LISTED RECORDS:
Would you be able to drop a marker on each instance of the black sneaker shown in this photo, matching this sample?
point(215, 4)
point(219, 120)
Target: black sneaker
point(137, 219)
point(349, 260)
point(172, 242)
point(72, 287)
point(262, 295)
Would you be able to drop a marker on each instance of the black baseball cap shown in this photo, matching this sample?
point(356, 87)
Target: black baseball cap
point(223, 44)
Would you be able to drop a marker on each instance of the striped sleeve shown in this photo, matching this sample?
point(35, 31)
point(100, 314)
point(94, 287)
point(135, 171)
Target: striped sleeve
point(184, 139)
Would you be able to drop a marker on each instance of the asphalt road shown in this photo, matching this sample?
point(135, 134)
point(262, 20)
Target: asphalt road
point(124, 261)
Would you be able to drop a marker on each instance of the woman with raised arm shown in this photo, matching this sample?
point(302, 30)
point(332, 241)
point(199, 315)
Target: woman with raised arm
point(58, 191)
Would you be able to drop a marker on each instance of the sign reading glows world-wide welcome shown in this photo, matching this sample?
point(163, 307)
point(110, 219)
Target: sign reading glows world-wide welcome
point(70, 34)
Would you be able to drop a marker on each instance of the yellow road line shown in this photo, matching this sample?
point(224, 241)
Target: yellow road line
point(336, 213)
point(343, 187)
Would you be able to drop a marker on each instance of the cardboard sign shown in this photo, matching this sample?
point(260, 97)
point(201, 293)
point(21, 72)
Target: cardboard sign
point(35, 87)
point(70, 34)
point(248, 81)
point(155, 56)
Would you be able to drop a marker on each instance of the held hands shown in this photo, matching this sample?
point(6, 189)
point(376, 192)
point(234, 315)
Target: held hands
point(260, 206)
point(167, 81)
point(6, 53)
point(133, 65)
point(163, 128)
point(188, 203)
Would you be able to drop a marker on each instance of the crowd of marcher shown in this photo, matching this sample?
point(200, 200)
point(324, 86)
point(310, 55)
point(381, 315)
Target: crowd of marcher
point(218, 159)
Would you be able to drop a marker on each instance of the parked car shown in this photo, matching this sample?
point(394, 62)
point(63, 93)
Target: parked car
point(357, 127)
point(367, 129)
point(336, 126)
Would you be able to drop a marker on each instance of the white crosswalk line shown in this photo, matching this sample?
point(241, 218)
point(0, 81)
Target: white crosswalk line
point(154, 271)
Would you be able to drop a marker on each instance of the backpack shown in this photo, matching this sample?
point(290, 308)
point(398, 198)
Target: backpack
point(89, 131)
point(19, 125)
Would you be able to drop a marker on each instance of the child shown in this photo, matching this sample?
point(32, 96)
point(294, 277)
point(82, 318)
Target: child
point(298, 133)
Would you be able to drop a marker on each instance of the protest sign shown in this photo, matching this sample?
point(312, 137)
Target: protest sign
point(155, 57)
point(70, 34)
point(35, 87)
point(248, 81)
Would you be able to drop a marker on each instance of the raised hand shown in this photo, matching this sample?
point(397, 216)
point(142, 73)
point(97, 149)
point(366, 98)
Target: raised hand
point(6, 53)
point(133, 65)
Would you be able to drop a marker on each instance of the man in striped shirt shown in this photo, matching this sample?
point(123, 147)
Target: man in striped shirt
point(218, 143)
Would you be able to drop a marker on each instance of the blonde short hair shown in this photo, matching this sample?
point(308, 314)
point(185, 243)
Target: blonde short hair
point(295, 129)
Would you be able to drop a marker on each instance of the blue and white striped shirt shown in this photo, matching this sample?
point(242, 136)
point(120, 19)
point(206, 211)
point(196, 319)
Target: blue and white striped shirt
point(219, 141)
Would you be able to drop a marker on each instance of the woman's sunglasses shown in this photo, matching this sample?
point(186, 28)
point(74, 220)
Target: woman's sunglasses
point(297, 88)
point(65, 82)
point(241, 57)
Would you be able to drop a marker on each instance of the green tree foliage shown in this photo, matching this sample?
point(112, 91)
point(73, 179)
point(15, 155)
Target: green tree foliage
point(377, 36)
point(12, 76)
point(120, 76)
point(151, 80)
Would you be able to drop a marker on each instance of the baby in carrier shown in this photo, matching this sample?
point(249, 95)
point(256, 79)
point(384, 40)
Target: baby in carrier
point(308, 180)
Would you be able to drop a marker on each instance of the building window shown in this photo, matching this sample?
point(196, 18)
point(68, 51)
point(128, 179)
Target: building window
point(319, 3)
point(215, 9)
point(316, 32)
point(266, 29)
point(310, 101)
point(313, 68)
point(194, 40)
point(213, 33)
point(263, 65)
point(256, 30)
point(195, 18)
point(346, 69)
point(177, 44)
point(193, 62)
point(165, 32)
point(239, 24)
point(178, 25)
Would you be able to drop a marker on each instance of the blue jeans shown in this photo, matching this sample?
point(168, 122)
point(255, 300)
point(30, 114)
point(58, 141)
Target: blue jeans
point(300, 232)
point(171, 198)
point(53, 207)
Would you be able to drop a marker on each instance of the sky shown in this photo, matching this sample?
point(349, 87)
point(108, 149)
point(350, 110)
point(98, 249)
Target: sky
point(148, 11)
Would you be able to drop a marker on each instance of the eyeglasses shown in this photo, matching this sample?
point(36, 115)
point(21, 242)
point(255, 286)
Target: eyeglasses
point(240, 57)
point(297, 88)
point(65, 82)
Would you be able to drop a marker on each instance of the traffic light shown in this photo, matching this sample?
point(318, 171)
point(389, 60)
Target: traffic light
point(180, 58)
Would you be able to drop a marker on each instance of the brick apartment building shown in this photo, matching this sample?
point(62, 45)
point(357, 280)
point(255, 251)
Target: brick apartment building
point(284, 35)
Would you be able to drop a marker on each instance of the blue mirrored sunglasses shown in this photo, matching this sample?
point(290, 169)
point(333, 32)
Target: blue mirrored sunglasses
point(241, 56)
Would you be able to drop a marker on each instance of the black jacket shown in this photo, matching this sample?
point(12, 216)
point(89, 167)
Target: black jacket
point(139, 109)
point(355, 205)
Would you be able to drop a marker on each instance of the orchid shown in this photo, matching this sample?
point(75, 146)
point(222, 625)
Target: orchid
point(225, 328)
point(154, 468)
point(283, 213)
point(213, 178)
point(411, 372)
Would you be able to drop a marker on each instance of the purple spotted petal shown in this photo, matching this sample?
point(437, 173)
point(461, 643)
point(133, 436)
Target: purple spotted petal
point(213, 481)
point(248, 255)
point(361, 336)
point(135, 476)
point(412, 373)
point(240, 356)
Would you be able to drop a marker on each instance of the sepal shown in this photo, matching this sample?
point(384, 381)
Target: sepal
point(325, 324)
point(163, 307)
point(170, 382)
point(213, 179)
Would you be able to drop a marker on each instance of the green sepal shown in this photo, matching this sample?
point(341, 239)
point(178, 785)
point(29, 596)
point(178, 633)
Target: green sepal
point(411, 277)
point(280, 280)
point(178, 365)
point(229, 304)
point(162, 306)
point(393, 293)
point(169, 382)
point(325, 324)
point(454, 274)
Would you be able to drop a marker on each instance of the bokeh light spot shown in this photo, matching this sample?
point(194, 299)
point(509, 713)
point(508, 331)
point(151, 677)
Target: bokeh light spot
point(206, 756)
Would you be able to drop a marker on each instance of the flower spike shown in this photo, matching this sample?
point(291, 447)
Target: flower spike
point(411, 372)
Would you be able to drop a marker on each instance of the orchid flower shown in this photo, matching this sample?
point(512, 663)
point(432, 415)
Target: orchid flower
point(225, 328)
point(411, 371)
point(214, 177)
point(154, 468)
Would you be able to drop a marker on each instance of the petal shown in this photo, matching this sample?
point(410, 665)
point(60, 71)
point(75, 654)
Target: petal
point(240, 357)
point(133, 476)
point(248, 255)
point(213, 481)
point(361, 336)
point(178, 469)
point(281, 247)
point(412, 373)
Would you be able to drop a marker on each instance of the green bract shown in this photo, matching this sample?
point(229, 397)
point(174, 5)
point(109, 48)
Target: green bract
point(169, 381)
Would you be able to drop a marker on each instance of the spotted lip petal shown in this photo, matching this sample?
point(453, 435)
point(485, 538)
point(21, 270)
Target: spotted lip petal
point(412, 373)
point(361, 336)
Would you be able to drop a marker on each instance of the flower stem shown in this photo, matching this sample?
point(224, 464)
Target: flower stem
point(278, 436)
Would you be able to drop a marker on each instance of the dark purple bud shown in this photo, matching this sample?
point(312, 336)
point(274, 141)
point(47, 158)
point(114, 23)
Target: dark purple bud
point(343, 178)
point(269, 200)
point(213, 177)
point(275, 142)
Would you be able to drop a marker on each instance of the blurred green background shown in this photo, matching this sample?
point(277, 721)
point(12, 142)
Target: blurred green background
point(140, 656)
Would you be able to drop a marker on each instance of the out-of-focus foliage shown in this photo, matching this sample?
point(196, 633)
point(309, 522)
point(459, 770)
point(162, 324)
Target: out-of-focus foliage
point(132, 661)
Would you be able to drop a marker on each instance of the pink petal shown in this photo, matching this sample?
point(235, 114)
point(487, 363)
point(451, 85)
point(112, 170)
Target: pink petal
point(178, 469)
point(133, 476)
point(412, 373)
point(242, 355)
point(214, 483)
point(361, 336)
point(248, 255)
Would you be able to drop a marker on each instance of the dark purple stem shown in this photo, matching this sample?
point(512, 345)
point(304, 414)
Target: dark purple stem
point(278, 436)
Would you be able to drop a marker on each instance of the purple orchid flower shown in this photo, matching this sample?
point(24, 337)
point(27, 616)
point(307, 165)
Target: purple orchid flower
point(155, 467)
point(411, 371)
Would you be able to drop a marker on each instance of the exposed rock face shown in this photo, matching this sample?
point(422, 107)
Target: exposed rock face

WHAT YOU SHOULD DO:
Reproduce verbatim the stretch of the records above, from the line containing "hands shown in this photo, matching this sample?" through the line containing "point(218, 159)", both lines included.

EXERCISE ANSWER:
Would you be able to drop a marker on each instance of the held hands shown in this photo, matching this sample?
point(6, 189)
point(376, 192)
point(234, 315)
Target: held hands
point(260, 206)
point(167, 81)
point(6, 53)
point(133, 65)
point(163, 128)
point(188, 203)
Would you be able to drop a marker on each instance of the crowd of marcher shown in this photo, matching this sample?
point(200, 200)
point(324, 86)
point(310, 55)
point(381, 315)
Target: crowd of marcher
point(218, 159)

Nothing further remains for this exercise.